Article:
========================================================================
Docker volumes¶

Crow docker images makes use of the following external volumes.

crow: path to the crow source code (for development).
data: path to directory with data, mounted read-only.
results: this is where the factorized data will be stored.
cache: path to directory, where the application stores intermediate files. Starting with empty folder, the cache can take several gigabytes, depending on your data so make sure that you have enough space on the partition. You can safely clean this folder, but note that it may take some time to process the data again.

You can use symbolic links to connect path to your data, like this:

ln -s <path-to-your-data-folder> data
mkdir results
mkdir -p ../tmp/crow-cache
ln -s ../tmp/crow-cache cache

Alternatively, customize docker command and modify the volume paths to point to the desired locations:

docker run -d "$runtime" --name="crow" -p 22 -v $PWD/crow:/home/crow/crow -v $PWD/data:/home/crow/data:ro -v $PWD/cache:/home/crow/cache -v $PWD/results:/home/crow/results --rm acopar/crow

Data manipulation¶

Before you can factorize your data, you first need to convert it into an appropriate format.

Input data¶

The data can be provided in coordinate list format (coo), which is a form of csv file, where each row describes one element in a matrix with row, column, value and header stores matrix dimensions. In header, we define matrix dimensions n,m. After that, each row of the file represents one non-zero value in the matrix. In each row, the first column represents index at first dimension i, second column index of second dimension j and third column represents the value of data matrix X at location X[i,j].

For example, consider this 2D matrix:

[[1, 0, 0], [5, 5, 0]]

Corresponding coo data file would look like this:

2,3
0,0,1
1,0,5
1,1,5

The following formats are used:

coo - this is the default input data format, using coordinate list representation.
========================================================================
Extracted information:
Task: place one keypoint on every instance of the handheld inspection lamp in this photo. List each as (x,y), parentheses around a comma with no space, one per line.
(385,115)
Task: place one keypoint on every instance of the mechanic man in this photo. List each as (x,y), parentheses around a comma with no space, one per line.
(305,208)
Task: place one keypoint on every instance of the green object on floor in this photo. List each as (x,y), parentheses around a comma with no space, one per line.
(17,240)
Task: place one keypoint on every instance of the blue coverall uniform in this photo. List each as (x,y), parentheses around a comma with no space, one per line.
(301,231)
========================================================================
Task instructions:
A) Name every external volume that the Docker volumes page says the Crow docker images use.
B) Filter the entries and copy every line that contains the word "floor". Case counts.

Solutions below:
A)
crow
data
results
cache

B)
Task: place one keypoint on every instance of the green object on floor in this photo. List each as (x,y), parentheses around a comma with no space, one per line.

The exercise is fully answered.